§ **Written problem**
Please pick up the biographical passage on Foley after its final sentence and carry it forward with a short paragraph of your own.

[Quoted passage start]

Born in New York City, Foley attended Radcliffe College from 1965 to 1969, graduating Phi Beta Kappa and magna cum laude; she earned her Ph.D. with Honors from the University of Chicago in 1976. During the late 1960s and early 1970s, in the antiwar, antiracist, and feminist movements, she began what became an extended involvement with left-wing politics. She taught at the University of Wisconsin from 1976 to 1980, and at Northwestern University from 1980 to 1987. She was denied tenure by the Provost at Northwestern University on the grounds of "grave professional misconduct"—stemming from her participation in a 1985 campus demonstration against Adolfo Calero, a Nicaraguan contra leader- even though she had been approved for tenure by her department, the A&P Committee, and the Dean of the College of Arts and Sciences.
In 1987, the Modern Language Association (MLA) passed a resolution appealing to Northwestern University President Arnold Weber to overrule the Provost's decision and grant tenure to Foley. Following an appeal, Weber ultimately upheld the denial of tenure. When reflecting later on the incident, Foley said: "What did I learn from all this? That radical faculty, if they act on their beliefs, have no real protection. But that it is important to act on one's beliefs." From 1987 to 2019, she served on the faculty at Rutgers University-Newark.
Foley has been the recipient of awards for both teaching and scholar-activism at Rutgers University-Newark, as well of fellowships from the National Endowment for the Humanities and the American Council of Learned Societies. She was elected to the MLA Delegate Assembly four times, for a total of twelve years, as representative of Politics and the Profession; she served as the President of the MLA Radical Caucus from 2005 to 2017.
Since 2000, she has been on the Editorial Board and Manuscript Committee at the Marxist journal Science & Society, where she is currently Vice-President. She has lectured on American literature and Marxist theory in France and Cuba, as well as during four trips to China, where several of her works have been translated into Chinese. Since 1990 she has served as Chair of the NOW-NJ Combating Racism Task Force.

[Quoted passage end]
[Given material start]

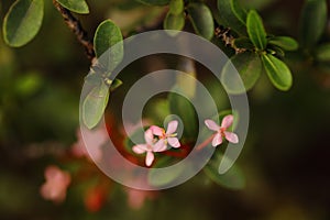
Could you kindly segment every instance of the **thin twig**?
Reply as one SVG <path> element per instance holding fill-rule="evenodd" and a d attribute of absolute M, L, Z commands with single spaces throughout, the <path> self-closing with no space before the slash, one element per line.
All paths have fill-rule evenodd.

[Given material end]

§ **Final result**
Foley's first book, Telling the Truth: The Theory and Practice of Documentary Fiction (Cornell University Press, 1986), is a Marxist commentary on texts combining fact and fiction. Taking issue with post-structuralist and reader-response theories of discourse, Foley argues that fiction contains propositional content; she offers a historical materialist overview of the novel's changing modes of conveying cognition of the world beyond the text. Telling the Truth was described in a review in Modern Philology as proposing "a powerful theory for dealing with the assertions made by fictional texts.... This is one of those rare books that will change the very way we think about literature."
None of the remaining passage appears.